Rewrite the entries from their start through the line that contains "[[373, 152], [586, 116], [130, 181], [185, 181], [10, 181]]", replacing "single line" with "one line" and leaving everything else unchanged.

* Start DATA FOR PROCESSING *

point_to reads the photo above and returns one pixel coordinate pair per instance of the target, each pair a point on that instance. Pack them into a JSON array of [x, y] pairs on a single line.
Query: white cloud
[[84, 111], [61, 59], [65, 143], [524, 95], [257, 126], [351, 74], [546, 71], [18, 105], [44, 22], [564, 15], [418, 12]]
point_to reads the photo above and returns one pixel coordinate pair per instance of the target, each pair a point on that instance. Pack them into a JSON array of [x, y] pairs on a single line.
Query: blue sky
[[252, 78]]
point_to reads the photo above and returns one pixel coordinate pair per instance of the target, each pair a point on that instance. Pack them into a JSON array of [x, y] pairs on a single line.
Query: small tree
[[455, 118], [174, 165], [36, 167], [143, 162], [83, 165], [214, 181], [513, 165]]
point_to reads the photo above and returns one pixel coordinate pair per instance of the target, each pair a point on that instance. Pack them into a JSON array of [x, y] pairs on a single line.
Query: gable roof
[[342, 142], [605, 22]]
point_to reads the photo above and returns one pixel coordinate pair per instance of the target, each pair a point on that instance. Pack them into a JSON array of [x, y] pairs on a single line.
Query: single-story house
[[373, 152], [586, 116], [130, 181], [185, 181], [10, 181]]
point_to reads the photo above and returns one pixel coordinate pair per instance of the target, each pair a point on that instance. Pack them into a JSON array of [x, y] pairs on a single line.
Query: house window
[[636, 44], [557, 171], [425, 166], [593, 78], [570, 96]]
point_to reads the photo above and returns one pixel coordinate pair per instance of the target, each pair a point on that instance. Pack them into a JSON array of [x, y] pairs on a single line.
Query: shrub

* End DATA FOR PROCESSING *

- _EXERCISE ANSWER_:
point_to reads the photo above and returns one pixel coordinate pair per instance of the target, each pair a point on that instance. Pack them into a JSON array of [x, y] pairs on a one line.
Query: white cloud
[[84, 111], [61, 59], [65, 143], [524, 95], [257, 126], [351, 74], [546, 71], [18, 105], [44, 22], [564, 15], [418, 12]]
point_to reads the photo above and returns one pixel coordinate pair per instance of the target, each pair a point on that instance. Pack them into a JSON array of [x, y] pairs on a one line.
Query: blue sky
[[252, 78]]
point_to reads the photo above and returns one pixel coordinate pair per instance of the target, each pair a point on that instance. Pack them into a JSON array of [x, y] pairs on a one line.
Query: small tree
[[455, 118], [174, 165], [36, 167], [143, 162], [83, 165], [214, 181], [513, 165]]
point_to reads the photo above and returns one pixel coordinate pair per instance of the target, each pair a point on that instance. Pack them into a JSON array of [x, y] pairs on a one line.
Query: gable roof
[[342, 142], [605, 22]]
point_to reads the photo above and returns one pixel coordinate pair per instance of the target, each pair a point on that instance. Pack them into a JSON array of [x, y] pairs on a one line.
Query: single-story house
[[373, 152], [586, 116], [130, 181], [185, 181], [10, 181]]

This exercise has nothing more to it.